Understanding Chemotherapy

Chemotherapy, or the use of special drugs that kill cancer cells, is used to treat many kinds of cancer. As opposed to radiation or surgery, which both local therapies, some people have widespread cancer which needs be addressed with a systemic or total body treatment. Total body treatments can be - administrated orally or intravenously and travel throughout the body, exerting their effect.


Chemotherapy is the most commonly known, but there are a number of other systemic therapies including:


  • Targeted therapies, including:
    • Monoclonal antibody therapy and small molecules - attack various targets within the cancer cell or its blood supply.
    • Immune stimulant therapies- promote the body’s own immune system to fight the cancer cells
    • Clinical trials - making novel therapies available to patients.

WORK TO COMPLETE:
a - Check each statement against the chemotherapy overview. For each, answer yes or no and quote the words from the overview that decide it.
(i) Immune stimulant therapies help the body's own immune system fight cancer cells.
(ii) Targeted therapies are described as the most commonly known systemic therapy.
(iii) Monoclonal antibody therapy and small molecules attack targets within the cancer cell or its blood supply.
b - According to the chemotherapy overview, what is used to kill cancer cells?
c - Resume the chemotherapy overview after its last sentence.
The rows that follow come from a separate source and have no connection to the chemotherapy overview.

EXTRACTED INFORMATION:
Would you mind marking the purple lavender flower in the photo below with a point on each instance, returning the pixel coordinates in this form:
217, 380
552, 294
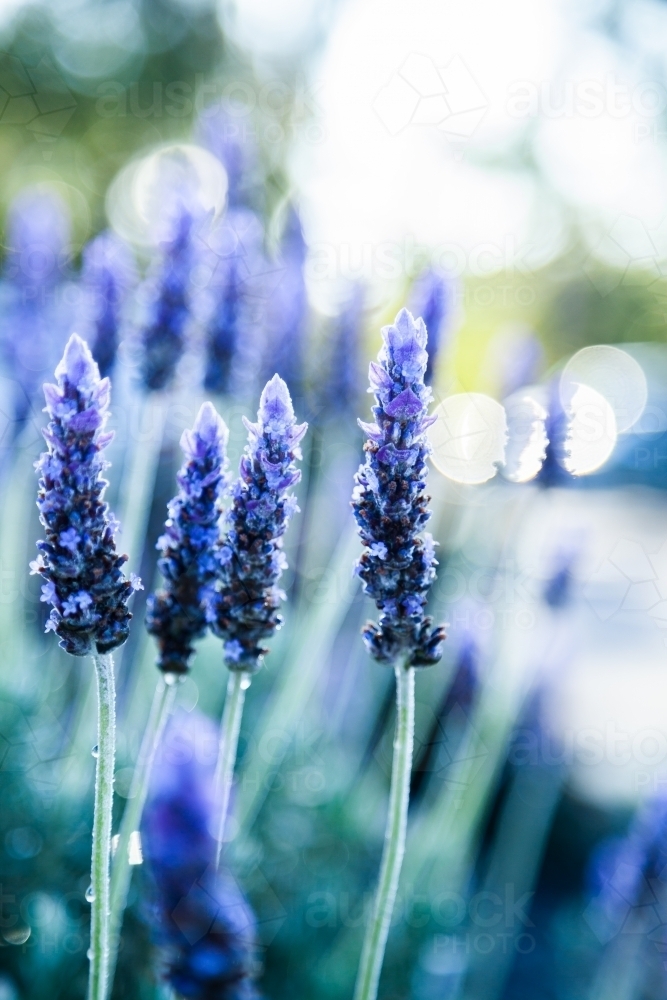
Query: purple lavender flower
37, 233
557, 591
244, 610
398, 565
108, 272
342, 380
432, 299
627, 879
34, 317
171, 300
232, 139
199, 916
553, 471
176, 615
232, 346
78, 559
287, 309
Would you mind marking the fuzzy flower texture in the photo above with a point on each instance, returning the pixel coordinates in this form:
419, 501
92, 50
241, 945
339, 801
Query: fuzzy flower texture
78, 560
175, 614
398, 565
244, 610
199, 917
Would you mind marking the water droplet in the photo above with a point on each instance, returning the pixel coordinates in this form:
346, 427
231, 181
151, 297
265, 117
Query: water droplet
171, 679
16, 935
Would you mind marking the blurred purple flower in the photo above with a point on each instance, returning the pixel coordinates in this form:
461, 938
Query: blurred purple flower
390, 504
198, 916
35, 317
231, 138
176, 615
287, 310
107, 275
170, 295
627, 879
78, 558
244, 610
342, 380
38, 232
557, 591
553, 471
237, 290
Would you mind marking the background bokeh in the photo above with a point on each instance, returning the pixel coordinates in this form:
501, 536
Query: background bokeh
512, 156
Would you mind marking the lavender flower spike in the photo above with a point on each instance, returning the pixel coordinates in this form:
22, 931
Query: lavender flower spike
170, 291
244, 611
398, 565
176, 614
78, 560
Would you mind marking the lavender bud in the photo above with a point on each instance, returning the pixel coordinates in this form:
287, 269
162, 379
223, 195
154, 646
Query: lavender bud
170, 304
176, 615
432, 298
397, 567
199, 916
107, 274
244, 610
78, 559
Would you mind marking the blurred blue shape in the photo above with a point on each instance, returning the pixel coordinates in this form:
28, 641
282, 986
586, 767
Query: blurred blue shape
107, 275
35, 313
198, 915
170, 293
238, 290
343, 377
287, 310
229, 134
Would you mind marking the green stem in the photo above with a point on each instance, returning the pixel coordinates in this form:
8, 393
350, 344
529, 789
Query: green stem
121, 871
239, 682
104, 774
394, 841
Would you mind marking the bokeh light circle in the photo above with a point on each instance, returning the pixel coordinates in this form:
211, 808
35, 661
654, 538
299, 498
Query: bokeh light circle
592, 431
612, 373
468, 438
526, 437
139, 197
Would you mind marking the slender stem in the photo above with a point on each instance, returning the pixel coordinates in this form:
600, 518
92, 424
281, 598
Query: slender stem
239, 682
121, 870
104, 773
377, 930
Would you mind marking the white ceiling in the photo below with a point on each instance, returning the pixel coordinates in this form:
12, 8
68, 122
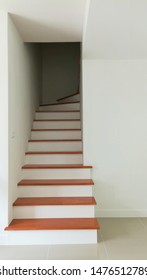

ANSWERS TO THIS EXERCISE:
a -
(i) Yes: "promote the body’s own immune system to fight the cancer cells"
(ii) No: "Chemotherapy is the most commonly known"
(iii) Yes: "attack various targets within the cancer cell or its blood supply"

b - Special drugs are used to kill cancer cells.

c -
  • Hormonal therapies: treatments to adjust the body’s hormone levels to bring about a response in cancer cells. Hormone sensitive cancers include breast cancer, uterine cancer, and prostate cancer

Chemotherapy works by disrupting cancer cells’ DNA or reproductive abilities. Many different chemotherapy drugs are available, and may be used alone or in combination to treat a wide variety of cancers.


Chemotherapy may be used:


  • To kill cancer cells. Chemotherapy can be used as the primary or sole treatment for cancer. In some cases, chemotherapy is used with the goal of curing your cancer. In other cases, chemotherapy may be used with the aim that it will slow the cancer's growth.
  • After other treatments to kill hidden cancer cells. Chemotherapy can be used after other treatments, such as surgery, to kill any cancer cells that might remain in the body. Doctors call this adjuvant therapy.
  • To prepare you for other treatments. Chemotherapy can be used to shrink a tumor so that other treatments, such as radiation and surgery, are possible. You may hear your WellStar doctor refer to this as neoadjuvant therapy.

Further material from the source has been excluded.